* **Task brief**: Copy out every one of the lines below word for word, with nothing changed.
○ ○ ○ ○ ○ ○ ○
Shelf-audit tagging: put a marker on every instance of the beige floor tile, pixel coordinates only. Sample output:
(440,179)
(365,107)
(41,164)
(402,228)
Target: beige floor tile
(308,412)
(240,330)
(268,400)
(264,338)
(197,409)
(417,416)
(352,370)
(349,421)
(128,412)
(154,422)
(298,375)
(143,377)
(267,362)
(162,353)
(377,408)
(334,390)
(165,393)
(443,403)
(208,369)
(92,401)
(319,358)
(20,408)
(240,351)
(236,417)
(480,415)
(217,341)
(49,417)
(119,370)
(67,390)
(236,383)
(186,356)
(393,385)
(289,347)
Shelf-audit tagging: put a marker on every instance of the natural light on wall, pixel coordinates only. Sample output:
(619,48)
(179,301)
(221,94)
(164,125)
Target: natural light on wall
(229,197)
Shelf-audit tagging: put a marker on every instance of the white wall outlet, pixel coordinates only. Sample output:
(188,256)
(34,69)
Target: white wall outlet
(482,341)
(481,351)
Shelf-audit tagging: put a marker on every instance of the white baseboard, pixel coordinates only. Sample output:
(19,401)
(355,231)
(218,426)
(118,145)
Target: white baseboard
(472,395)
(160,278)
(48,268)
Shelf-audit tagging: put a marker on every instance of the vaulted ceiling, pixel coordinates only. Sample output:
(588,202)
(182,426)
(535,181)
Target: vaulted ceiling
○ ○ ○ ○ ○ ○ ○
* **Output below**:
Shelf-audit tagging: put a marker on every instance of the beige floor tile, pixel coordinates only. Sample output:
(440,179)
(365,107)
(41,164)
(402,228)
Target: beige floor tile
(308,412)
(240,330)
(268,400)
(264,338)
(197,409)
(417,416)
(352,370)
(349,421)
(128,412)
(154,422)
(298,375)
(143,377)
(267,362)
(162,353)
(377,408)
(334,390)
(165,393)
(443,403)
(208,369)
(92,401)
(319,358)
(20,408)
(240,351)
(236,417)
(480,415)
(217,341)
(49,417)
(119,370)
(67,390)
(236,383)
(186,356)
(393,385)
(289,347)
Shelf-audit tagging: put a marker on every instance of the natural light on wall, pixel coordinates only. Sample output:
(619,48)
(179,301)
(221,94)
(164,125)
Target: natural light on wall
(229,197)
Shelf-audit tagging: put a marker on every instance of the white wall outlet, pixel coordinates only. Sample output:
(188,256)
(34,69)
Target: white wall outlet
(482,341)
(481,351)
Shelf-audit tagging: put a marker on every instance of the white baseboard, pixel coordinates only. Sample output:
(19,401)
(355,231)
(218,426)
(118,145)
Target: white baseboard
(472,395)
(160,278)
(48,268)
Shelf-audit tagging: put a marker on every instance of the vaulted ceiling, pixel coordinates only. Sample output:
(588,202)
(182,426)
(535,181)
Target: vaulted ceiling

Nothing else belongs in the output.